### EXERCISE
Would you transcribe all of the data exactly, down to the last character?

### DATA
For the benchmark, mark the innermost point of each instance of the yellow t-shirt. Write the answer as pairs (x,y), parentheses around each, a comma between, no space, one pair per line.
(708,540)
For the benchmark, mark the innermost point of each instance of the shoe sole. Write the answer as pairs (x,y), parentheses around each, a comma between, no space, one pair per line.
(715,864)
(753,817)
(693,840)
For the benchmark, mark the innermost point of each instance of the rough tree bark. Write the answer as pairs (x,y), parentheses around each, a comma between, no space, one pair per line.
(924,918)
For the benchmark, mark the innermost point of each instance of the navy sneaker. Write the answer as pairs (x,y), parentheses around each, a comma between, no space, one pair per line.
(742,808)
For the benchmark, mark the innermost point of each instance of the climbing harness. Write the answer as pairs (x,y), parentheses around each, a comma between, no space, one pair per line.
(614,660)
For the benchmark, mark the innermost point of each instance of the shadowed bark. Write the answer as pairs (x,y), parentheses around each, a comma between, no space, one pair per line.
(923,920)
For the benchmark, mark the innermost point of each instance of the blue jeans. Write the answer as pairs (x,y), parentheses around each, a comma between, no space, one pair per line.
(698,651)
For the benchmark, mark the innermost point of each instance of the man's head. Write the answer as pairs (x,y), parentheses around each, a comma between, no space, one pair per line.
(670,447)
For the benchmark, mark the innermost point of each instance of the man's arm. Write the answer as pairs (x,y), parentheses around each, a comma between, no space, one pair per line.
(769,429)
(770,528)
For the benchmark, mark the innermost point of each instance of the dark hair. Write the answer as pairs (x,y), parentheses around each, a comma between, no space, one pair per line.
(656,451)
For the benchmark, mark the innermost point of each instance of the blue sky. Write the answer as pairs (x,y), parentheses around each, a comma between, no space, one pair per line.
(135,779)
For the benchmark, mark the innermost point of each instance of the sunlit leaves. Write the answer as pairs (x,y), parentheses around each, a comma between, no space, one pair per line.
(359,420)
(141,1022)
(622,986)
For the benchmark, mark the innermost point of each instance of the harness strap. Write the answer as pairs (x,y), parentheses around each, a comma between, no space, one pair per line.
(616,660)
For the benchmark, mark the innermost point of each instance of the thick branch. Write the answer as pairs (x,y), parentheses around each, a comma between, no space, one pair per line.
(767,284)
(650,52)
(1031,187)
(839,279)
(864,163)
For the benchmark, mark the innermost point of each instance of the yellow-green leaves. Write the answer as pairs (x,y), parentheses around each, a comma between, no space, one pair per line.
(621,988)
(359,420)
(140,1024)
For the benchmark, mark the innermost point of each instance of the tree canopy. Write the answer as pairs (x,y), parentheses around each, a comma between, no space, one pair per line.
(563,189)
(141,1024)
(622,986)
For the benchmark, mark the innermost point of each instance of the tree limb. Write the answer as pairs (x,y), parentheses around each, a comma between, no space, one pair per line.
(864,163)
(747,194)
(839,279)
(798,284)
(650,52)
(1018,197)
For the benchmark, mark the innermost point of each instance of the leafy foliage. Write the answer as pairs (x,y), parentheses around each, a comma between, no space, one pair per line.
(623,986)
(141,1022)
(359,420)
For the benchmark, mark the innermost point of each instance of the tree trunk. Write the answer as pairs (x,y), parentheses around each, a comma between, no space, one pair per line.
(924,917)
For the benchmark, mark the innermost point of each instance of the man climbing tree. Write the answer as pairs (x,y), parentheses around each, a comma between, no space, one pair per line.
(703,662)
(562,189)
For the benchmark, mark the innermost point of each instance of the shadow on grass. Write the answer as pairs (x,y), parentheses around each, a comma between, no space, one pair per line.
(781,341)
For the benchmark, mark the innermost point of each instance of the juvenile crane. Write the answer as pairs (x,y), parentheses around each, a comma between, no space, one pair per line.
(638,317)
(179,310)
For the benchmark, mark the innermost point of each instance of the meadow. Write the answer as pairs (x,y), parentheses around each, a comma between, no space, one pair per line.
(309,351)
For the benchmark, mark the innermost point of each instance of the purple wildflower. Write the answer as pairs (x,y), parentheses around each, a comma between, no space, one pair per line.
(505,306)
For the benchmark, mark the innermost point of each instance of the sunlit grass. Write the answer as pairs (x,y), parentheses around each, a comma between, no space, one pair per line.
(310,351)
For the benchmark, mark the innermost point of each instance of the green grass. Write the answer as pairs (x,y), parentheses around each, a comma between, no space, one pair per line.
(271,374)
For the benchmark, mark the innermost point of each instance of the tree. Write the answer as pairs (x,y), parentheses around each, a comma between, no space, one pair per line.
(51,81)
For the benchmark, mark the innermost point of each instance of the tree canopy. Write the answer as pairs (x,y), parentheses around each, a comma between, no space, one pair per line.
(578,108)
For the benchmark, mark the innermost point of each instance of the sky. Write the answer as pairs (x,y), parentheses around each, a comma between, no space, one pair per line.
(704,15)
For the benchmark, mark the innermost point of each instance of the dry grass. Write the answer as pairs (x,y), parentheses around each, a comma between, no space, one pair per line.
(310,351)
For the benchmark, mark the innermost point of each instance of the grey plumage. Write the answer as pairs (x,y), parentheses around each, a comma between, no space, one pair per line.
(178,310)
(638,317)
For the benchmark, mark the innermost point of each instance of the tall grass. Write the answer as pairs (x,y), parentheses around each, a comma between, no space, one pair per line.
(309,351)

### EXERCISE RESULT
For the benchmark, mark the innermost point of each instance of the yellow t-shirt. Write the answer as pairs (x,y), parentheses around each, a comma between, no space, one pair per line.
(708,540)
For the benchmark, mark the innermost point of each instance of the shoe sole. Write the answer as pairs (x,y), parentheses around each, a comma between, no space, one pair per line.
(715,864)
(753,817)
(693,840)
For the benchmark, mark the innermost point of each instance of the rough tree bark. Write the answer as pairs (x,y), parentheses around each, a comma between, no space, one pair per line.
(924,918)
For the benchmark, mark the innermost point of each instance of the navy sneaker. Write the answer as pairs (x,y), parentheses around each, a comma between, no space, one pair per line.
(742,808)
For the benchmark, mark the innermost point of each instance of the climbing harness. Write the answer as pairs (x,y), parentheses around each, a comma between, no space, one pair per line.
(614,660)
For the benchmark, mark the innermost point of each instance of the shadowed bark. Write the answer as pairs (x,y), parentheses around each, a comma between, no space, one pair per line.
(923,920)
For the benchmark, mark the innermost point of each instance of the blue jeans. Write the answer as pairs (x,y), parentheses around each, a comma between, no space, one pair per line.
(698,651)
For the benchmark, mark the innermost point of each instance of the man's head. Write the answer as pairs (x,y), parentheses around each, a comma between, no space, one pair per line.
(670,447)
For the benchmark, mark the innermost point of each instance of the man's arm. Write the answer as pairs (x,y), parentheses around each, a comma between, no space, one pair per line.
(769,429)
(770,528)
For the benchmark, mark the innermost point of each instance of the dark hair. Write the answer as pairs (x,y), parentheses around each, a comma between, no space, one pair per line.
(656,451)
For the benchmark, mark the innermost point of each instance of the blue sky. Write the answer as pairs (x,y), parentheses around each, a comma between, no space, one pair per line.
(135,779)
For the benchmark, mark the innermost point of each instance of the sunlit leaves. Write the answer as pairs (x,y), parentheses around each, a comma between, no space, one pair per line.
(359,420)
(141,1022)
(622,986)
For the benchmark, mark the innermost point of each instance of the harness strap. Write the answer as pairs (x,y), parentheses around each, a comma between, no space, one pair per line.
(616,660)
For the benchmark, mark the innermost point of each instance of the thick branch. Write the answer as pairs (x,y), parentheses around each, a comma between, no space, one pair per line.
(767,284)
(650,52)
(1031,187)
(839,279)
(864,163)
For the benchmark, mark the innermost point of each instance of the yellow-green leaves. Write the answer as pairs (x,y), parentheses around each, a comma between, no space, one pair per line.
(621,988)
(359,420)
(140,1024)
For the benchmark, mark the innermost point of each instance of the tree canopy. Write the answer as pairs (x,y), parentheses around each, a comma between, no space, one pair per line.
(563,189)
(141,1024)
(622,986)
For the benchmark, mark the innermost point of each instance of the tree limb. Write the answer as pairs (x,y), parentheses around each, a comma between, no space, one pair per line.
(864,163)
(747,194)
(839,279)
(798,284)
(650,52)
(1018,197)
For the benchmark, mark the innermost point of each instance of the leafy foliage. Write the answer as pairs (x,y), parentheses around each, a comma between, no space, one pair per line.
(623,986)
(141,1022)
(359,420)
For the benchmark, mark the innermost point of each instance of the tree trunk. Write the answer as pairs (x,y), parentheses around each, a comma between, no space, one pair per line.
(924,917)
For the benchmark, mark the innermost point of each instance of the man climbing tree. Write the answer as pairs (x,y), parentheses around each, a comma between, no space, one pair per line.
(703,662)
(562,189)
For the benchmark, mark the innermost point of each instance of the shadow on grass. Write the answer as pairs (x,y), parentheses around each, a comma between, no space, one pair per line.
(781,341)
For the benchmark, mark the innermost point of each instance of the juvenile crane. Write the answer as pairs (x,y), parentheses around each, a comma between, no space, one pair per line.
(638,317)
(179,310)
For the benchmark, mark the innermost point of each instance of the meadow. Write the answer as pairs (x,y), parentheses around each, a comma between, no space, one pair per line.
(309,351)
For the benchmark, mark the innermost point of each instance of the purple wildflower. Write the answer as pairs (x,y), parentheses around each, a comma between, no space, one pair per line.
(505,306)
For the benchmark, mark the innermost point of each instance of the sunlit grass. Write the answer as pairs (x,y), parentheses around each, a comma between, no space, one pair per line.
(310,351)
For the benchmark, mark the innermost point of each instance of the green grass. Write the answer as pairs (x,y), parentheses around each, a comma between, no space, one pair per line.
(271,374)
For the benchmark, mark the innermost point of each instance of the tree. Write the answer as pairs (x,y), parentheses around each, a comma between, no space, one pair per line.
(51,81)
For the benchmark, mark the innermost point of each instance of the tree canopy. Write the answer as pairs (x,y), parentheses around each, a comma between, no space, one pair per line.
(578,108)
For the benchmark, mark the innermost point of each instance of the sky. Write the answer as pairs (x,y), parentheses around each, a comma between, no space, one pair per line.
(704,15)
For the benchmark, mark the innermost point of each instance of the dry grass. Write the answer as pairs (x,y), parentheses around each, a comma between, no space, one pair per line.
(310,351)
For the benchmark, mark the innermost point of each instance of the grey plumage. Write the answer as pairs (x,y), parentheses around each, a comma between, no space, one pair per line.
(178,310)
(638,317)
For the benchmark, mark the innermost point of each instance of the tall grass. Write the answer as pairs (x,y), parentheses around each, a comma between, no space, one pair per line.
(309,351)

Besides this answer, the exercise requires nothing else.